== WHAT YOU SHOULD DO ==
Please quote every line word for word.

*** RECORD EXTRACTS

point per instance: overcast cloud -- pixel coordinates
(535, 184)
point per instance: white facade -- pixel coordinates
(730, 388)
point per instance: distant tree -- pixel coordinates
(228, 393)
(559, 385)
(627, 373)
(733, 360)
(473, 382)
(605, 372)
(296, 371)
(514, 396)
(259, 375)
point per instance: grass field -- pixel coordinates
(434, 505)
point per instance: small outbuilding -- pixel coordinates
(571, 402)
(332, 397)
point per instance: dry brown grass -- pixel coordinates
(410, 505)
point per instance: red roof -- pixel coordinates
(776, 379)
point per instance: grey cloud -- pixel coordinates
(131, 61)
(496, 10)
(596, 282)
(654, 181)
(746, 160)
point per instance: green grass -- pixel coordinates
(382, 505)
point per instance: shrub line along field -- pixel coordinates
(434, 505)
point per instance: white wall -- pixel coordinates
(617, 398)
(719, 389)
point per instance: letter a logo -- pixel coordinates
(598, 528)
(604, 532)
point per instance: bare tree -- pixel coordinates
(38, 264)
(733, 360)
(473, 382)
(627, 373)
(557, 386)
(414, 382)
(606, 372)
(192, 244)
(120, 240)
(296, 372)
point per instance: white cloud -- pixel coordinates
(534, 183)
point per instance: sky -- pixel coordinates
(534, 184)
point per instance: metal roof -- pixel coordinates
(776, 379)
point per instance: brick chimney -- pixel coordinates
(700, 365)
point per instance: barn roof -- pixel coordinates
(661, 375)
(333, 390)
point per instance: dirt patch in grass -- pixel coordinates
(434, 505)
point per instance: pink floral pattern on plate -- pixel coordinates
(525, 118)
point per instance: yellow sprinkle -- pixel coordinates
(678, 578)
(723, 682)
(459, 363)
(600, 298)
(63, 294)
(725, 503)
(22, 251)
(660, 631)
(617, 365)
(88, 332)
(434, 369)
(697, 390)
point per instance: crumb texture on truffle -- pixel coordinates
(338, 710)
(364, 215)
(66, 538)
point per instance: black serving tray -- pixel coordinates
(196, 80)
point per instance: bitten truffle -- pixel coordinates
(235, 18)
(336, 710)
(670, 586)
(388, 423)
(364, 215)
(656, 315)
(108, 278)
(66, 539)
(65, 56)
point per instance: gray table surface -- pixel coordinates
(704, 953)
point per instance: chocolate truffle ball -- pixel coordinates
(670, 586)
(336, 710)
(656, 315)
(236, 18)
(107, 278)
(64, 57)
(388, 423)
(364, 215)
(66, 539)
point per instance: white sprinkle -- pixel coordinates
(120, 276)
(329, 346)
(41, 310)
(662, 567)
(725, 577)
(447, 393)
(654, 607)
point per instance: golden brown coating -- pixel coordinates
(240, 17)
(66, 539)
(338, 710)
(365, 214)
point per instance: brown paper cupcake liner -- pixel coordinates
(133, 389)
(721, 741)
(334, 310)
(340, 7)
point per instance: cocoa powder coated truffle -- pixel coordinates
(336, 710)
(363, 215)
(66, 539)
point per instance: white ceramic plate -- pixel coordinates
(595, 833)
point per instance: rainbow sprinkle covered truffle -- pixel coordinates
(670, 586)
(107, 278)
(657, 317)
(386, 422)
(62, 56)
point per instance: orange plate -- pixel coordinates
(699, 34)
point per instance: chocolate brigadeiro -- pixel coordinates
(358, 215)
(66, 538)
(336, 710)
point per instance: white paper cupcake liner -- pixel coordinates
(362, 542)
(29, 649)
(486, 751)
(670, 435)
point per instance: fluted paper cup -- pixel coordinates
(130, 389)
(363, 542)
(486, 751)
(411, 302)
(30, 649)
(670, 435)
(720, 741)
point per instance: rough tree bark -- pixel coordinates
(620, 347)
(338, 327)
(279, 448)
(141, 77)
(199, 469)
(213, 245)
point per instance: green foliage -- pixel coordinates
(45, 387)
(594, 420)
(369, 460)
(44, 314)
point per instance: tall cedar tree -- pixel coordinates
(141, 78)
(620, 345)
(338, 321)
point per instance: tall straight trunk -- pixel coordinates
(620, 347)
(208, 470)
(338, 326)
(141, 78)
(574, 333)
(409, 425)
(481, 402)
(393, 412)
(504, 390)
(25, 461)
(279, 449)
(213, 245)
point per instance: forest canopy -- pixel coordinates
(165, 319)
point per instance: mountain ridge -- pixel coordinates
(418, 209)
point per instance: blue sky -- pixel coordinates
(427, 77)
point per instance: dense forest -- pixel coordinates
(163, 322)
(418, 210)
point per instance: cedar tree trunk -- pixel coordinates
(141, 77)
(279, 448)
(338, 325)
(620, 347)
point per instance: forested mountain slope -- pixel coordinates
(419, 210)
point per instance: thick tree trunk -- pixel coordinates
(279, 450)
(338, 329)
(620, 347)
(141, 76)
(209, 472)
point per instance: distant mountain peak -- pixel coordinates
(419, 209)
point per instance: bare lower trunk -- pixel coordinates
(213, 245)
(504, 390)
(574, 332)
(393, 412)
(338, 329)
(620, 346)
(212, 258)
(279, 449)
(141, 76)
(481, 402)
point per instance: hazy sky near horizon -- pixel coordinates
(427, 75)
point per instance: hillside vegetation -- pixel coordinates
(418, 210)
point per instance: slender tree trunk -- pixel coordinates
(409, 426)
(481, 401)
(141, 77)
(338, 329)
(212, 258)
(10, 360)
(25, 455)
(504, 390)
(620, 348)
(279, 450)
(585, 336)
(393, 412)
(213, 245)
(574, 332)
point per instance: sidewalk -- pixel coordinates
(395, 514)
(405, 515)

******

== CORRECT RESPONSE ==
point per instance: overcast cloud -- pixel coordinates
(535, 184)
point per instance: white facade -- pixel coordinates
(730, 388)
point per instance: distant tree -- pixel coordinates
(228, 393)
(559, 385)
(627, 373)
(733, 360)
(473, 382)
(605, 372)
(296, 371)
(514, 396)
(259, 375)
point per instance: grass field -- pixel coordinates
(434, 505)
point per instance: small outbuilding -- pixel coordinates
(571, 402)
(332, 397)
point per instance: dry brown grass -- pixel coordinates
(410, 505)
point per instance: red roof -- pixel coordinates
(776, 379)
point per instance: grey cloud -- pixel coordinates
(131, 61)
(496, 10)
(596, 282)
(654, 181)
(746, 160)
point per instance: green grass -- pixel coordinates
(382, 505)
point per instance: shrub line along field -- pixel coordinates
(434, 505)
point per instance: white wall -- pixel coordinates
(617, 398)
(719, 389)
point per instance: letter a logo -- pixel coordinates
(598, 528)
(604, 532)
point per instance: bare tree -- pixel coordinates
(38, 264)
(733, 360)
(473, 382)
(627, 373)
(557, 386)
(414, 382)
(606, 372)
(192, 244)
(120, 240)
(296, 372)
point per instance: white cloud -- pixel coordinates
(534, 183)
point per instance: sky -- pixel coordinates
(534, 184)
point per instance: metal roof -- pixel coordinates
(776, 379)
point per instance: brick chimney -- pixel coordinates
(700, 365)
point per instance: barn roof -- pixel coordinates
(661, 375)
(333, 390)
point per instance: dirt patch in grass -- pixel coordinates
(434, 505)
point per instance: pink floral pattern on plate -- pixel coordinates
(525, 118)
point per instance: yellow sprinkle -- pixel coordinates
(678, 578)
(723, 682)
(459, 363)
(600, 298)
(63, 294)
(725, 503)
(22, 251)
(660, 631)
(617, 365)
(88, 332)
(434, 369)
(697, 390)
point per instance: crumb texture on truffle -- pixel coordinates
(338, 710)
(364, 215)
(66, 538)
point per instance: black serving tray -- pixel coordinates
(196, 80)
point per instance: bitten truffle -- pixel coordinates
(235, 18)
(336, 710)
(670, 586)
(388, 423)
(364, 215)
(656, 315)
(108, 278)
(66, 539)
(65, 56)
point per instance: gray table surface -- pixel coordinates
(704, 953)
point per instance: chocolate truffle ball -- pixel coordinates
(670, 586)
(336, 710)
(656, 315)
(236, 18)
(107, 278)
(64, 57)
(388, 423)
(364, 215)
(66, 539)
point per instance: white sprinkle -- pixel coordinates
(120, 276)
(329, 346)
(41, 310)
(662, 567)
(725, 577)
(447, 393)
(654, 607)
point per instance: golden brown coating -- pixel coordinates
(240, 17)
(66, 539)
(338, 710)
(365, 214)
point per instance: brown paper cupcake liner -- pixel coordinates
(133, 389)
(721, 741)
(334, 310)
(340, 7)
point per instance: cocoa powder coated truffle -- pixel coordinates
(336, 710)
(363, 215)
(66, 539)
point per instance: white ceramic plate -- pixel coordinates
(595, 833)
point per instance: rainbow sprinkle covered truffle -- pixel coordinates
(670, 586)
(107, 278)
(657, 317)
(386, 422)
(62, 56)
point per instance: orange plate -- pixel coordinates
(699, 34)
point per instance: chocolate brigadeiro -- pixel coordinates
(358, 215)
(66, 538)
(336, 710)
point per instance: white paper cupcake liner -- pixel coordinates
(362, 542)
(29, 649)
(486, 751)
(670, 435)
point per instance: fluted paper cup -- pixel coordinates
(130, 389)
(363, 542)
(486, 751)
(411, 302)
(30, 649)
(670, 435)
(720, 741)
point per instance: rough tree bark -- pixel coordinates
(620, 347)
(338, 327)
(279, 448)
(141, 77)
(199, 469)
(213, 245)
point per instance: green foliage -- pixel coordinates
(45, 387)
(594, 420)
(369, 460)
(44, 314)
point per instance: tall cedar tree -- pixel coordinates
(141, 78)
(620, 345)
(338, 321)
point per instance: tall straight trunk -- pixel coordinates
(620, 347)
(208, 470)
(338, 326)
(141, 78)
(574, 333)
(409, 425)
(481, 402)
(393, 412)
(504, 390)
(25, 461)
(279, 449)
(213, 245)
point per instance: forest canopy -- pixel coordinates
(165, 319)
point per instance: mountain ridge -- pixel coordinates
(418, 209)
point per instance: blue sky -- pixel coordinates
(427, 77)
point per instance: dense forest -- pixel coordinates
(163, 322)
(418, 210)
point per instance: cedar tree trunk -- pixel coordinates
(141, 77)
(279, 448)
(338, 325)
(620, 347)
point per instance: forested mountain slope -- pixel coordinates
(419, 210)
point per instance: thick tree trunk -- pixel coordinates
(279, 450)
(338, 329)
(620, 347)
(141, 76)
(209, 472)
point per instance: distant mountain peak -- pixel coordinates
(419, 209)
point per instance: bare lower trunk -- pixel coordinates
(213, 245)
(504, 390)
(574, 332)
(393, 412)
(338, 329)
(620, 346)
(212, 258)
(279, 449)
(141, 76)
(481, 402)
point per instance: hazy sky near horizon -- pixel coordinates
(427, 75)
point per instance: hillside vegetation -- pixel coordinates
(418, 210)
point per instance: slender tree trunk -- pixel coordinates
(409, 426)
(481, 401)
(141, 77)
(338, 329)
(212, 258)
(10, 360)
(25, 455)
(504, 390)
(620, 348)
(279, 450)
(585, 336)
(393, 412)
(213, 245)
(574, 332)
point per instance: sidewalk -- pixel coordinates
(395, 514)
(405, 515)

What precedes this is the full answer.